• READING TEXT
— START —
Why use a mem in this case, and not just say כיוון?

Is it spelled כיוון when there aren't vowels, and כיון when there are? Like עכשו and עכשיו?

And how do you pronounce that? Is it "Kyvan"?


מכיוון שאכלתי, אני לא רעב.
אני לא רוצה לזרוק את הכדור, כי אני רע.
משום שאני רע, אני לא רוצה לזרוק את הכדור.

זה טוב?
​


----------



## בעל-חלומות

Hauser said:


> Why use a mem in this case, and not just say כיוון?


כיוון ש and מכיוון ש mean the same thing, you can use them both in the same way.


Hauser said:


> Is it spelled כיוון when there aren't vowels, and כיון when there are? Like עכשו and עכשיו?


Yes. You can even spell it כון, if you use nikud, but it's not a form you will see much.



Hauser said:


> And how do you pronounce that? Is it "Kyvan"?


Kevan
Mikevan


Hauser said:


> מכיוון שאכלתי, אני לא רעב.
> אני לא רוצה לזרוק את הכדור, כי אני רע.
> משום שאני רע, אני לא רוצה לזרוק את הכדור.​
> זה טוב?​


זה טוב מאוד, אבל:​The way you used רע here, makes the sentence mean that you don't want to throw the ball because you are evil or mean. I'm assuming you want to say that you are not good at throwing balls. In this case use גרוע or לא טוב.​


----------



## אדם

Thanks for the correction בעל-חלומות.

Would all of those things be a common way of saying what I wanted I intended to?

Also, how formal is משום ש? Very, or only a bit?


----------



## sawyeric1

I got this from a lesson on LingQ. Is it wrong?

M. I like the winter anyway
אני בכל זאת אוהב את החורף

F. Why?
למה?

M. Because there’s something romantic about winter
כי בחורף יש משהו רומנטי


----------



## amikama

No, it's correct.
If the conversation isn't too formal, M. could also say בגלל שבחורף...‏ with the same meaning. In this case they are interchangeable.


----------



## sawyeric1

eshcar said:


> you can't start a sentence with כי


----------



## Drink

But that's not really a sentence. It's a continuation of the previous sentence: אני אוהב את החורף כי בחורף יש משהו רומנטי. Similarly in English, "Because there is something romantic about winter" is not a complete sentence.


----------



## sawyeric1

Are there times when כי and -בגלל ש aren't interchangeable?


----------



## elroy

Yes.  כי has other meanings, other than "because."  But if the meaning is "because," then they're interchangeable as far as I know.


----------
— END —
• PROBLEM SET
1. Answer these questions from the thread on Hebrew words for "because":
(a) Which words does בעל-חלומות suggest in place of רע for saying you are not good at throwing balls?
(b) On what site did sawyeric1 get the winter dialogue?
(c) How does בעל-חלומות say כיוון and מכיוון are pronounced?
2. From the thread on Hebrew words for "because", copy the passage starting at "No, it's correct." and ending at "they are interchangeable.", word for word.

• SUPPLIED MATERIAL
— START —
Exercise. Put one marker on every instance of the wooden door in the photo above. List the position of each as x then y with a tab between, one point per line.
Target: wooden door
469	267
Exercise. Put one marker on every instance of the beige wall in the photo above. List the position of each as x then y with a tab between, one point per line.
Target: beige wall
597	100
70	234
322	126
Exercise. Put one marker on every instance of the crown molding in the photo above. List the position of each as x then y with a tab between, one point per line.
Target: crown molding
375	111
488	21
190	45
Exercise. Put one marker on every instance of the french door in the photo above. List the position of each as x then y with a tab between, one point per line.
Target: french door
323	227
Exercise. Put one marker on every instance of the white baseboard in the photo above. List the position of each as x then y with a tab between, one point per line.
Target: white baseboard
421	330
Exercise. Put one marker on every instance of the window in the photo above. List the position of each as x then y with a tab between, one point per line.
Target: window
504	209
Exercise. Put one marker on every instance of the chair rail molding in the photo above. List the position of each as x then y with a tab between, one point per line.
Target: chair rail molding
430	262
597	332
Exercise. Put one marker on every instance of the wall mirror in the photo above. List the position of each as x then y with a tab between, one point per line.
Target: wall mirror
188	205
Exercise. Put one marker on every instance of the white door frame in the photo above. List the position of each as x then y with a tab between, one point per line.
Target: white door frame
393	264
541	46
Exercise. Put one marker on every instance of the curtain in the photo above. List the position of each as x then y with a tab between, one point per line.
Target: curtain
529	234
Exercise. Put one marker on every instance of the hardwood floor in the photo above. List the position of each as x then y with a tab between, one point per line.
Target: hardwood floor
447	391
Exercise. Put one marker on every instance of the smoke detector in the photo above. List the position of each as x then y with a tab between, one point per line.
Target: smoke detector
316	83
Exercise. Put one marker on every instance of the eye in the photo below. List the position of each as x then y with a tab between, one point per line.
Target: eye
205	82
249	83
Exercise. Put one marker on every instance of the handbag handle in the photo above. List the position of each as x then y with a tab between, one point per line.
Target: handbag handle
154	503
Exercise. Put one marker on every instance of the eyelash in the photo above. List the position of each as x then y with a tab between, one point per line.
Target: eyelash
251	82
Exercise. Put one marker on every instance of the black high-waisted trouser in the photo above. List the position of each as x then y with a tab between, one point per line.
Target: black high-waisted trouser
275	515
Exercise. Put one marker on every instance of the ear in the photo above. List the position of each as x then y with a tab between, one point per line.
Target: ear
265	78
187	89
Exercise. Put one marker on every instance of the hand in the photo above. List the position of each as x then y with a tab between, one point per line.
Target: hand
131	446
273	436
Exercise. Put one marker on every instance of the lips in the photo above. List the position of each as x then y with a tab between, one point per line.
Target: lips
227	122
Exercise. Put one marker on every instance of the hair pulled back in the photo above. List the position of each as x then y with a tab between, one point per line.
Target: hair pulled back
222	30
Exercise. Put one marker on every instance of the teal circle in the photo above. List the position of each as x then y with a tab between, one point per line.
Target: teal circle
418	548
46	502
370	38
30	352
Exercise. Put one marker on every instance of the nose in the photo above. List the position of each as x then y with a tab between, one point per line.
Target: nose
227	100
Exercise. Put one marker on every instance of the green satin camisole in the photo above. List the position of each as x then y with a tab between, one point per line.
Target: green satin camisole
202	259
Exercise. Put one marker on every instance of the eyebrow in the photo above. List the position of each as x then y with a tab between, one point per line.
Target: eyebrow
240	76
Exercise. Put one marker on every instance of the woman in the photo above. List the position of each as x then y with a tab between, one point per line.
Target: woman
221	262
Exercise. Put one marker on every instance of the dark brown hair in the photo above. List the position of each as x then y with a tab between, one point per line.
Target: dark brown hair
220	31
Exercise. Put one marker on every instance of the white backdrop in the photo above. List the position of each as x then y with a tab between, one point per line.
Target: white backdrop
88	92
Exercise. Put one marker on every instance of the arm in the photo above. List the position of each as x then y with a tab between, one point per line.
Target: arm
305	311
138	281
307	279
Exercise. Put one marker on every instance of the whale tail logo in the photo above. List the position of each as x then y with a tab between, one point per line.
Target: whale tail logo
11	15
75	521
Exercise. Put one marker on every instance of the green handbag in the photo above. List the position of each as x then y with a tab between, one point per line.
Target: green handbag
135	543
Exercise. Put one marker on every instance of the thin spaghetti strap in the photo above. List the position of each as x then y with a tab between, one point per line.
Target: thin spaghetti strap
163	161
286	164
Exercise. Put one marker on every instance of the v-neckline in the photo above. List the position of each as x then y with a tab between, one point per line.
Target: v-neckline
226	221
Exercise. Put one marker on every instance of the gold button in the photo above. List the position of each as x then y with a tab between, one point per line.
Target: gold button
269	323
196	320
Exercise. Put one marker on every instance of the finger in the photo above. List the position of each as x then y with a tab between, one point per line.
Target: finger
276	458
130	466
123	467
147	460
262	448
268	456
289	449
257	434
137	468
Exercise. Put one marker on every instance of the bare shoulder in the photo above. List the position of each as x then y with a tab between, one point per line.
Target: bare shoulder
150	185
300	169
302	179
— END —
• ANSWERS TO THE PROBLEMS
1.
(a) גרוע or לא טוב
(b) LingQ
(c) Kevan and Mikevan

2.
No, it's correct.
If the conversation isn't too formal, M. could also say בגלל שבחורף...‏ with the same meaning. In this case they are interchangeable.